Referring expression data:
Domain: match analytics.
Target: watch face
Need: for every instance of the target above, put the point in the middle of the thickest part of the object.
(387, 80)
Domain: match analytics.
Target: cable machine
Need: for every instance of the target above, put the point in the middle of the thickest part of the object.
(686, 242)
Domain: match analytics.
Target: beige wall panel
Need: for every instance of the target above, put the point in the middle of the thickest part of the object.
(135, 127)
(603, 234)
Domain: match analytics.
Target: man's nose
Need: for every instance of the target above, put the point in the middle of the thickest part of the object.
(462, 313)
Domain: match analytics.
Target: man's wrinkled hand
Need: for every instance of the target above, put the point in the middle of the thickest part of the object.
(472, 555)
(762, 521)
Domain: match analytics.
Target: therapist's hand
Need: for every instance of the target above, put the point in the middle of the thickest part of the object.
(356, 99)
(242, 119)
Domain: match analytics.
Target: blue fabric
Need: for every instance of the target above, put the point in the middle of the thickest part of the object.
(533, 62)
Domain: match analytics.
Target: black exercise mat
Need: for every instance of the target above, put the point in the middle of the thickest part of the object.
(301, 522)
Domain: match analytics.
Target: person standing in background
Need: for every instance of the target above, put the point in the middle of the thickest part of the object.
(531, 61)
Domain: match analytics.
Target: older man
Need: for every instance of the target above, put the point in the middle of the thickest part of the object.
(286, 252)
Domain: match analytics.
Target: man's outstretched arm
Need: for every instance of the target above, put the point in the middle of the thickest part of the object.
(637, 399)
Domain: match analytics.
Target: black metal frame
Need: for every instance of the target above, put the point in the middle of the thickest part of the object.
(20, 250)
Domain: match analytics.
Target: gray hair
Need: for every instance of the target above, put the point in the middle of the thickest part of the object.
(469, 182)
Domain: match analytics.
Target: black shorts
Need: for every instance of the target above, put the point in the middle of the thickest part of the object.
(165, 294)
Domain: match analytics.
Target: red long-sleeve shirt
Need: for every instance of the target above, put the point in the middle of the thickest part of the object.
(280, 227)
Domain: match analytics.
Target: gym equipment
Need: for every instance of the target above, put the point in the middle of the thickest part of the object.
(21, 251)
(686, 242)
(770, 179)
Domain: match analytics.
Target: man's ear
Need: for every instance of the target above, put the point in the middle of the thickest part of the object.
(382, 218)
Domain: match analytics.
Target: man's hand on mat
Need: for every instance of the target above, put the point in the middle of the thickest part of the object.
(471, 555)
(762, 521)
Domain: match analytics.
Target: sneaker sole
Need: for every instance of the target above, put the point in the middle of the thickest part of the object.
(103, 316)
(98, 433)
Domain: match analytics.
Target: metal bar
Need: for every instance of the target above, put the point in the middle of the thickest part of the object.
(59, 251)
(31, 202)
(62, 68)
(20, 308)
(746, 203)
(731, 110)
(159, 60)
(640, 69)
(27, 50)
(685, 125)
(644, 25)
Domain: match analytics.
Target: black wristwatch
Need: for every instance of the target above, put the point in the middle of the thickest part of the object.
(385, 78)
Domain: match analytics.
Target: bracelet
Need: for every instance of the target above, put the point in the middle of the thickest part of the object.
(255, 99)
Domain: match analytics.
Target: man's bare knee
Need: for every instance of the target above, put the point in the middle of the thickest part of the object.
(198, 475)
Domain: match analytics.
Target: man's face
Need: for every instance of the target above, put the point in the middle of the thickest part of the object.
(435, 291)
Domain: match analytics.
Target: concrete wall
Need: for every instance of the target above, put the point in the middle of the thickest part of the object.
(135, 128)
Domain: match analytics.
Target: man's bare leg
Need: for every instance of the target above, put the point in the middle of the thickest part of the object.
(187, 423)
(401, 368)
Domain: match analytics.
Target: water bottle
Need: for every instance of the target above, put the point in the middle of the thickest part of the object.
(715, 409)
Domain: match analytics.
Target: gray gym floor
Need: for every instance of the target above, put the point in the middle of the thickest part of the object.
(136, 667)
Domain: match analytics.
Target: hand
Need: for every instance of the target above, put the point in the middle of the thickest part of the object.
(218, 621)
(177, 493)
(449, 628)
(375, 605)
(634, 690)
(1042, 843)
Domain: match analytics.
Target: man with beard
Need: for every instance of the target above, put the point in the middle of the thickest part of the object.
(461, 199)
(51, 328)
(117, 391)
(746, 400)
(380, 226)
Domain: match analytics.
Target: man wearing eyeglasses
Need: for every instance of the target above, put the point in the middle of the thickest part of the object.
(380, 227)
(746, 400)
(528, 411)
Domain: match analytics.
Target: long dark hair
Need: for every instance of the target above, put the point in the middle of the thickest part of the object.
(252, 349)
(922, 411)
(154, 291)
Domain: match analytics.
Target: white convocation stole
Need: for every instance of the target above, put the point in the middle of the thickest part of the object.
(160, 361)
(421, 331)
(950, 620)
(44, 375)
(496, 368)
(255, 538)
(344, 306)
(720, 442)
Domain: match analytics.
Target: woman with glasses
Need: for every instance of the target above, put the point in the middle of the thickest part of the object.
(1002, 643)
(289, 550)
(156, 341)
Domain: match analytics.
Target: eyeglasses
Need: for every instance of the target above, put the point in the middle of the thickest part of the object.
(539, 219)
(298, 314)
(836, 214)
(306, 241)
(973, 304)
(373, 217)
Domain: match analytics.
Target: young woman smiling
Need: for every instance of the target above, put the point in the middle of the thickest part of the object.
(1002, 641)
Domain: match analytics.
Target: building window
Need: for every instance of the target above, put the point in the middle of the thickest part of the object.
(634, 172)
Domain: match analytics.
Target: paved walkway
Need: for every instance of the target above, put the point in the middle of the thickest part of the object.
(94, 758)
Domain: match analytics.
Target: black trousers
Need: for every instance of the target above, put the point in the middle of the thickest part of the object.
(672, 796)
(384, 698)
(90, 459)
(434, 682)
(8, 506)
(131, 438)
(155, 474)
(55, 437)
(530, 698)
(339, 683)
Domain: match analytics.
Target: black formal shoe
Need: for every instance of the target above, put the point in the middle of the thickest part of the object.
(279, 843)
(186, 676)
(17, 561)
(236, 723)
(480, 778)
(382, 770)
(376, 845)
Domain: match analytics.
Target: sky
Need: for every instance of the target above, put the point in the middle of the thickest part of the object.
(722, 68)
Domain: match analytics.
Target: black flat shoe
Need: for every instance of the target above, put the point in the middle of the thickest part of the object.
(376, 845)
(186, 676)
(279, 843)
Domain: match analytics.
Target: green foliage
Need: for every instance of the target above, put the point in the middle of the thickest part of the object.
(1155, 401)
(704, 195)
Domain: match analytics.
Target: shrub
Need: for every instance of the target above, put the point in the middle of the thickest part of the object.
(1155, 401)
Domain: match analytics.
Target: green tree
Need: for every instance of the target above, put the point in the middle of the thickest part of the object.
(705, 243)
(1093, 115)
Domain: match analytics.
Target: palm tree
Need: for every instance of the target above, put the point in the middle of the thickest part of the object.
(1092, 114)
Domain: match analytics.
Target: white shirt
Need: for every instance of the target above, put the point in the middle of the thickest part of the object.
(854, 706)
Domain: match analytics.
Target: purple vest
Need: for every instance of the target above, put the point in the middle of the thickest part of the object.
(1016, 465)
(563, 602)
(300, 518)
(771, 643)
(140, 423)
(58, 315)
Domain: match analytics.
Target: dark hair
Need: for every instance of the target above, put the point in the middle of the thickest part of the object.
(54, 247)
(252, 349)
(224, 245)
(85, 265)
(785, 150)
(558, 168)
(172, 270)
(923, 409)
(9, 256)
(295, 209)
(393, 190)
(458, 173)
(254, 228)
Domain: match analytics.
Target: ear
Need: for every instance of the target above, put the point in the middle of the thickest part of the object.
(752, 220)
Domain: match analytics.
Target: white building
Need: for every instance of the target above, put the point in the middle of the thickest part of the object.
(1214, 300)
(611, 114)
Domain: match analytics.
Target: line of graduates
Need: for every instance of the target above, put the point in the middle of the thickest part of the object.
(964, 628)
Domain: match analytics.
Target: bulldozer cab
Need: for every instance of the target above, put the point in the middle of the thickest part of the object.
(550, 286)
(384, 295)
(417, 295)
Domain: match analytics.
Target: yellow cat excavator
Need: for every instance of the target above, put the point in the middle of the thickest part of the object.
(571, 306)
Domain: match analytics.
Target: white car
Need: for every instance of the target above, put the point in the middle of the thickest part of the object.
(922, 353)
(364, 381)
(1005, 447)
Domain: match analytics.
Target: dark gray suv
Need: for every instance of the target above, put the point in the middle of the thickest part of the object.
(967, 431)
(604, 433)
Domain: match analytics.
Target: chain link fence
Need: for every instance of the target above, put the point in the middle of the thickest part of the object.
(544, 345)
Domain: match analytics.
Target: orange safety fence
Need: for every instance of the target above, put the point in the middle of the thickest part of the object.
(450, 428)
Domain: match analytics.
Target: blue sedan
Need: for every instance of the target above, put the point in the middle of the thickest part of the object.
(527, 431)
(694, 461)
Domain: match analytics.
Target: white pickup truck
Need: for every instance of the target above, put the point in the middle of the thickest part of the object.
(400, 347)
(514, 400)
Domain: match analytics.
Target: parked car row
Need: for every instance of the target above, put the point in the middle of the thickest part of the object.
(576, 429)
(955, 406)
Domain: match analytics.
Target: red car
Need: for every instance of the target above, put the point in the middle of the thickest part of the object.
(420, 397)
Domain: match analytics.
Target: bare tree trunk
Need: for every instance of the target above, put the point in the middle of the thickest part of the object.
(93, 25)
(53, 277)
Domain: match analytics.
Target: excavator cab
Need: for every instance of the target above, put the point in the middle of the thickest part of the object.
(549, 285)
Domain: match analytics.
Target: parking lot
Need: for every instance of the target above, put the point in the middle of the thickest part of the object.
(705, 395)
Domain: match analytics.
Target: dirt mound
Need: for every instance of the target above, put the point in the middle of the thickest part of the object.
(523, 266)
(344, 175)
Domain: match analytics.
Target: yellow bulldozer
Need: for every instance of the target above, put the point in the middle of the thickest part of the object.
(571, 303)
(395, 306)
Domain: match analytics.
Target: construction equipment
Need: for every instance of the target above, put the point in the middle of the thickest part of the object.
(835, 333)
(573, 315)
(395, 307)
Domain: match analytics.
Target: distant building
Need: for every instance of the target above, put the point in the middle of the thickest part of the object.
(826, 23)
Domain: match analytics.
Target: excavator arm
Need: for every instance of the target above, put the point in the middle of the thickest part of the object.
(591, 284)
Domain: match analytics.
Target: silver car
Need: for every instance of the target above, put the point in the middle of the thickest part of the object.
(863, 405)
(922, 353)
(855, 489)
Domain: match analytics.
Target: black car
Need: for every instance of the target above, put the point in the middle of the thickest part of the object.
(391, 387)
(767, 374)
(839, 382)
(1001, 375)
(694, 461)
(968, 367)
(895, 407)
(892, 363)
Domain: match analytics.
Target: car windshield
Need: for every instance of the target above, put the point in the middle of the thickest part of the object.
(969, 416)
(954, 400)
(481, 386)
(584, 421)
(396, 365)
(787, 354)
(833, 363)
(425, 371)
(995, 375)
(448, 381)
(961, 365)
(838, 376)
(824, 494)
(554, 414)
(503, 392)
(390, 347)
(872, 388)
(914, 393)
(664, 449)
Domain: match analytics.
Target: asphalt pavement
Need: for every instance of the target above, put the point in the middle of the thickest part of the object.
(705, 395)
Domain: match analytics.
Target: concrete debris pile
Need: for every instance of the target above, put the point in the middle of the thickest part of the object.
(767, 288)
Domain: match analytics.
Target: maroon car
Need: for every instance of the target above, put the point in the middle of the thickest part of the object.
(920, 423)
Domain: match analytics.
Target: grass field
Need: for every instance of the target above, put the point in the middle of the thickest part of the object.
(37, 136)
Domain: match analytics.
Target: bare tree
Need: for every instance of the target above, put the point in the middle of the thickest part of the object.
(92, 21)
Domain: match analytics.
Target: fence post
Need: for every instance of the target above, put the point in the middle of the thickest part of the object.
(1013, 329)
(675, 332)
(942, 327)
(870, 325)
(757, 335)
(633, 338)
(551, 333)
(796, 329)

■ **Task requirements**:
Copy, please, exactly the lines that start at the first line of the data and end at the line containing "Target: man's nose", both kept and no others.

■ **Written reply**:
Domain: match analytics.
Target: watch face
Need: for every instance of the target above, put the point in the middle of the thickest part of the object.
(387, 80)
Domain: match analytics.
Target: cable machine
Need: for every instance of the target above, put the point in the middle of the thickest part of the object.
(686, 242)
Domain: match analytics.
Target: beige wall panel
Need: for every instance of the target above, put the point in the middle of the thickest part of the object.
(135, 127)
(603, 234)
Domain: match analytics.
Target: man's nose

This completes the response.